I thought I found a command set that allowed me to reset the build setting. I can't seem to find where I wrote it down. rmake, --recursive?


----------



## Phishfry (Feb 23, 2020)

Sometimes a port gets marked as "unfetchable" when the distfiles host server goes now.
So the first thing to do is determine if the ports distfile does infact exist.
So look through the ports Makefile for the MASTER_SITES= line and see if the file has been perhaps restored.
For this port here is the address:
MASTER_SITES=    http://www.zdziarski.com/blog/wp-content/uploads/2010/02/
OK so the blog link is now dead. That was a bad place for the file to be referenced.
So now search the web for the distfile to see if it archived anywhere on the web.
If the file can be found you can download it into the distfile directory /usr/ports/distfiles/
From there the port will build as desired.
To find the distfile to manually download look inside /usr/ports/www/mod_evasive/distinfo
Here it lists the file it is trying to download: mod_evasive_1.10.1.tar.gz

If you can't find the distfile for the port you could be out of luck.
There is a possibility this was updated for a newer Apache and you need that instead.

It looks to me like the author changed his file repository to github.








						GitHub - jzdziarski/mod_evasive: Apache mod_evasive module
					

Apache mod_evasive module. Contribute to jzdziarski/mod_evasive development by creating an account on GitHub.




					github.com
				



Perhaps you could file a bugzilla report to get MASTER_SITES updated for other users once you get this figured out.


----------



## Phishfry (Feb 23, 2020)

I also want to note that GitHub does not show the tar.gz file directly. It must be added to the Makefile for the port.
GitHub uses GH/ as a shorthand in the Makefile.
You see that normally when you try to download a github project it saves as a zip file. You need the tar.gz file instead.
Using the correct GH settings in the Makefile will result in the correct file being downloaded.


----------



## Phishfry (Feb 23, 2020)

Here is what I am talking about:








						Chapter 5. Configuring the Makefile
					

Configuring the Makefile for FreeBSD Ports




					www.freebsd.org
				




So this example is similar using SF instead of GH:
MASTER_SITES=    SF
MASTER_SITE_SUBDIR=    stardict/WyabdcRealPeopleTTS/${PORTVERSION}

Pay attention to this:


GH${GH_ACCOUNT}/${GH_PROJECT}/tar.gz/${GH_TAGNAME}?dummy=/

So what you should do is backup Makefile to Makefile.orig and then edit Makefile until you get the MASTER_SITES correctly adjusted.
Then make a diff of the two files and upload that as a patch along with your bugzilla report.
It will make the chance of it getting this fixed much greater if you include a patch.


----------

Given task A
In the forum thread about the FreeBSD port, which directory should a distfile that has been found be downloaded into?
Given task B
Write out the passage of the forum thread from "For this port" up to and including "need that instead.", word for word.

Data records
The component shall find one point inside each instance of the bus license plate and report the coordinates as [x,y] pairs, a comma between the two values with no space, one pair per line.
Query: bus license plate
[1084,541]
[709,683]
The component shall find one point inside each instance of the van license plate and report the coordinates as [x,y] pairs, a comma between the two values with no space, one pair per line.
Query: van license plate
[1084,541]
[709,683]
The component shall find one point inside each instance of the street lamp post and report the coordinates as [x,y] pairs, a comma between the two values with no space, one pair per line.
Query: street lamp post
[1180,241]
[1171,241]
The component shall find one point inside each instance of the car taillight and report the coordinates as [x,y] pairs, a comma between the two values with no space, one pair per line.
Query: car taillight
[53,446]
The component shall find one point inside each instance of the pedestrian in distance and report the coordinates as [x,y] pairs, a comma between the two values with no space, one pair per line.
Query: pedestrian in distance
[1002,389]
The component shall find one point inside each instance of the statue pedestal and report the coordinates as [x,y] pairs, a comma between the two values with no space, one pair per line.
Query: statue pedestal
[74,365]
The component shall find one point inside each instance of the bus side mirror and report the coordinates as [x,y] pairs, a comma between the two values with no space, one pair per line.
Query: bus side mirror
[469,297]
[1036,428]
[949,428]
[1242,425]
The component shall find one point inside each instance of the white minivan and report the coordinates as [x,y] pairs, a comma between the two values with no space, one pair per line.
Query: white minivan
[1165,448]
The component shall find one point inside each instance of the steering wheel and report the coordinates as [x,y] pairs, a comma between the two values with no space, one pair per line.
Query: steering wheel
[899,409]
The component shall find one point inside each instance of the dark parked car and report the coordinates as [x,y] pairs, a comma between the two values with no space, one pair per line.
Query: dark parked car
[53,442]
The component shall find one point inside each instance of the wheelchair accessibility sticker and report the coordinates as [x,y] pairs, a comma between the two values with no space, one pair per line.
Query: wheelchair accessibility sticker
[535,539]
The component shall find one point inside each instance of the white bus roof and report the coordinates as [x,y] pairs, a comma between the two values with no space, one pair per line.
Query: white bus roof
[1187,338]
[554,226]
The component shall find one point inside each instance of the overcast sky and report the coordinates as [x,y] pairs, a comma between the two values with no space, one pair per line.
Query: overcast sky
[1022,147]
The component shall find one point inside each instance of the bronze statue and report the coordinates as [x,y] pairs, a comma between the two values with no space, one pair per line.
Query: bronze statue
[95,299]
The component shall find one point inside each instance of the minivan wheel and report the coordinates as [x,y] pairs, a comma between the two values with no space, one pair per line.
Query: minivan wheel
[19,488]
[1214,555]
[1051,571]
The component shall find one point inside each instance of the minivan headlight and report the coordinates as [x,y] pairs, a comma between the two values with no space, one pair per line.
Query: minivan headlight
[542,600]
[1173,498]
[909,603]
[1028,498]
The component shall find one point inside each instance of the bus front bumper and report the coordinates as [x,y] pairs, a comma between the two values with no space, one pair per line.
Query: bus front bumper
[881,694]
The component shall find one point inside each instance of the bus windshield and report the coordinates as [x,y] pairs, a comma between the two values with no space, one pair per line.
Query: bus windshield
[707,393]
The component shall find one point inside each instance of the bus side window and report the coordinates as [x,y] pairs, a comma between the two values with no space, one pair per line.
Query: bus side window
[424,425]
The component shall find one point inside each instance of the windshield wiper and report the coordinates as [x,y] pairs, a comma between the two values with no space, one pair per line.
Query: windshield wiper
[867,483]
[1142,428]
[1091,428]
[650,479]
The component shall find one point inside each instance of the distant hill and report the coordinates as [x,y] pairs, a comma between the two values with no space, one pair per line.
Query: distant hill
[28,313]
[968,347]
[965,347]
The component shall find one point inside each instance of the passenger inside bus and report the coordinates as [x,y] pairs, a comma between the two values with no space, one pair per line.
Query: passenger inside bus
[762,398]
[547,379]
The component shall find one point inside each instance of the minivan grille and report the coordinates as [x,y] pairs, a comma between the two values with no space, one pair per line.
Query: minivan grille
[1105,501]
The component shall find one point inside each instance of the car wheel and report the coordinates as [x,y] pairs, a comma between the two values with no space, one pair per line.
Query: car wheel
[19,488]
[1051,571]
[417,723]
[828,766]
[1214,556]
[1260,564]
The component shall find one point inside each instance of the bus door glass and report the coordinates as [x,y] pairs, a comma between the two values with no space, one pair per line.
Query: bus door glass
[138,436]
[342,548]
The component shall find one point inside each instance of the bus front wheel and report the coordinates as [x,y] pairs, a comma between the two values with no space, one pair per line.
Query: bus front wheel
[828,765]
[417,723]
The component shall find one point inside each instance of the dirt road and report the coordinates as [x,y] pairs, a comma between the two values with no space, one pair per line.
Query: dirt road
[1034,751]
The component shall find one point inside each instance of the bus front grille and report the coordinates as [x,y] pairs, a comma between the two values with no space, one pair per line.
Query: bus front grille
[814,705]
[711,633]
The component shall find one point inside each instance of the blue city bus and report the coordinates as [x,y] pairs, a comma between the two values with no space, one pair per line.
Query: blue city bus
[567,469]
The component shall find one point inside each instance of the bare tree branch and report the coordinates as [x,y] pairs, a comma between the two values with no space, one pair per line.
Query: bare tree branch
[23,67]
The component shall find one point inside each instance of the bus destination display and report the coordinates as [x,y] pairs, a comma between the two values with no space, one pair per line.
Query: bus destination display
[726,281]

Response A
/usr/ports/distfiles/

Response B
For this port here is the address:
MASTER_SITES=    http://www.zdziarski.com/blog/wp-content/uploads/2010/02/
OK so the blog link is now dead. That was a bad place for the file to be referenced.
So now search the web for the distfile to see if it archived anywhere on the web.
If the file can be found you can download it into the distfile directory /usr/ports/distfiles/
From there the port will build as desired.
To find the distfile to manually download look inside /usr/ports/www/mod_evasive/distinfo
Here it lists the file it is trying to download: mod_evasive_1.10.1.tar.gz

If you can't find the distfile for the port you could be out of luck.
There is a possibility this was updated for a newer Apache and you need that instead.